Task requirements -> Continue the article on multiple hypothesis testing from the point where it ends, picking up after its last sentence.

Page ->
^^^^^^^^

Statistical inference is a powerful tool for drawing conclusions and making predictions about populations based on sample data. It allows us to make informed decisions and understand the effectiveness of different options. One popular application of statistical inference is A/B testing, where we compare two versions or treatments to determine the superior performer. However, what happens when we introduce more versions or treatments to the experiment?
It may seem that the introduction of additional versions in an experiment is an opportunity for even better decisions. Unfortunately, if not handled properly, the increased number of testable hypotheses can lead to misleading results and incorrect decisions. This challenge is known as the multiple comparisons problem.
In this article, I explain the concept of multiple hypothesis testing, its potential pitfall, and give one possible solution supported by a Python simulation.
To understand multiple hypothesis testing, let's begin by examining the fundamental concepts of a simple A/B test involving two variants.
In an A/B test, we start by formulating two competing hypotheses: the null hypothesis, which represents the absence of a difference between the variants, and the alternative hypothesis, suggesting the presence of a difference.
Then we set a significance level denoted as alpha
. This threshold determines the amount of evidence required to reject the null hypothesis. Commonly used significance levels are 0.05 (5%) and 0.01 (1%), indicating the probability of observing the data if the null hypothesis were true.
After running the experiment and collecting the data, we calculate p-values. The p-value represents the probability of obtaining a result as extreme as, or more extreme than, the observed data if the null hypothesis were true. If the p-value is less than the significance level alpha
, we reject the null hypothesis in favor of the alternative hypothesis.
It is important to note that a low p-value suggests strong evidence against the null hypothesis, indicating that the observed data is unlikely to occur by chance alone. However, this does not imply certainty. There remains a non-zero probability of observing a difference between the samples even if the null hypothesis is true.
When we encounter a situation with multiple alternative hypotheses, we refer to it as multiple hypothesis testing. In such cases, the complexity increases as we need to carefully consider the potential impact of conducting multiple tests simultaneously.
The pitfall of multiple hypothesis testing arises when we test multiple hypotheses without adjusting the significance level alpha
. In such cases, we inadvertently inflate the rate of ”Type I” errors, meaning that we tend to reject a null hypothesis (find the difference) while this null hypothesis is in fact true (no difference at all).

^^^^^^^^

Provided material ->
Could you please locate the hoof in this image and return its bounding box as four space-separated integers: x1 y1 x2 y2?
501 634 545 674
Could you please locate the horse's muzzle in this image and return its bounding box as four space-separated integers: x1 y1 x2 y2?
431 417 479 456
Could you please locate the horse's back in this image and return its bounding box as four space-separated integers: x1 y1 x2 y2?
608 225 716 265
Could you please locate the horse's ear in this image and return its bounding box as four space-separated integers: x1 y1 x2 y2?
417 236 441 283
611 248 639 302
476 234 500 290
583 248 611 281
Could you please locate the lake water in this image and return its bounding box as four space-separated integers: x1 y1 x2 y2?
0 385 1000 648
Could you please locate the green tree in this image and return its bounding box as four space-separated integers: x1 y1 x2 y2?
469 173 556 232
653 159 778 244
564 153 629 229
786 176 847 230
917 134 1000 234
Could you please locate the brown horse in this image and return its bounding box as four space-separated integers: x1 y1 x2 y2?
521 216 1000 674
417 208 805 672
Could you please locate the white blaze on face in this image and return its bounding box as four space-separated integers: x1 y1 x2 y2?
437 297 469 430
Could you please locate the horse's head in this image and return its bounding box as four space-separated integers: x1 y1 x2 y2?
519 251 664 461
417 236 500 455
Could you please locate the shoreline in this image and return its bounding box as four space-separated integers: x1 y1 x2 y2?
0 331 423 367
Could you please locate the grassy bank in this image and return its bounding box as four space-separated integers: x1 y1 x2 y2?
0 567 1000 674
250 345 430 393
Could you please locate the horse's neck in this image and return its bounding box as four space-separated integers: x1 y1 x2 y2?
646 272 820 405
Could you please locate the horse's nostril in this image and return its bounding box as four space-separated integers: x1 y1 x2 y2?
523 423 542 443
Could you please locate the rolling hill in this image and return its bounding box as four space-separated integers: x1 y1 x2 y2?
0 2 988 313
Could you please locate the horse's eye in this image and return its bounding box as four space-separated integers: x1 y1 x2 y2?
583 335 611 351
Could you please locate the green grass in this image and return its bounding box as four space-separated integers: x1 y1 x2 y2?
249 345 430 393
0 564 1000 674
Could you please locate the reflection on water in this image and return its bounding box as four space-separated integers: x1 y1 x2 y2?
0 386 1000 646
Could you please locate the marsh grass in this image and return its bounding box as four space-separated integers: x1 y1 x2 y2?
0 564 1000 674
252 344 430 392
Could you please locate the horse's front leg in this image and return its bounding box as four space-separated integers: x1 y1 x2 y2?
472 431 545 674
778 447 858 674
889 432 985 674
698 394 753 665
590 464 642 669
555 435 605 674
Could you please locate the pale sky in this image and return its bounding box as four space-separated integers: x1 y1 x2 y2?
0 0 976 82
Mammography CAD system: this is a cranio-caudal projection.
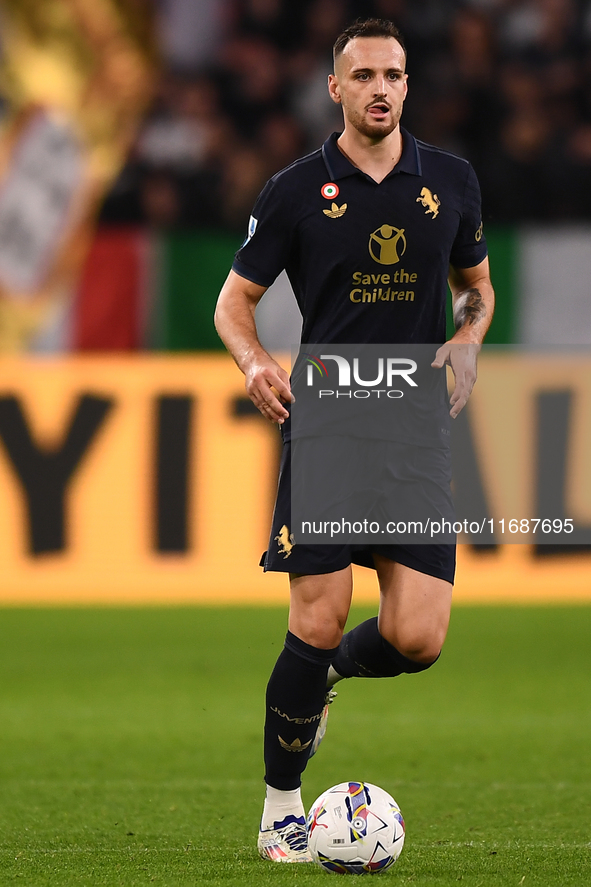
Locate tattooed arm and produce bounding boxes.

^^^^^^^^

Result of this task ->
The more hypotheses we test simultaneously, the higher the chances of finding a p-value lower than alpha
for at least one hypothesis and erroneously concluding a significant difference.
To illustrate this issue, consider a scenario where we want to test N
hypotheses to determine which of multiple new webpage designs attracts more customers with desired alpha = 0.05
. Let's assume we know that none of the new designs is better than the default one, meaning the null hypothesis holds for all N
cases.
However, for each case, there is a 5% probability (assuming the null hypothesis is true) of committing a “Type I” error, or a false positive. In other words, there is a 95% probability of correctly not detecting a false positive. Theoretically, the probability of having at least one false positive among the N
tests is equal to 1 - (1 - alpha)^N = 1 - 0.95^N
. For instance, when N = 10
, this probability is approximately 40%, significantly higher than the initial 5%.
The problem becomes more apparent as we increase the number of hypotheses tested. Even in scenarios where only a few variants and subsamples are involved, the number of comparisons can quickly accumulate. For example, comparing three designs D1, D2, and D3 for all users, then separately for users in country C1, and again for users in countries other than C1, results in a total of nine comparisons. It is easy to unwittingly engage in multiple comparisons without realizing the subsequent inflation of Type I error rates.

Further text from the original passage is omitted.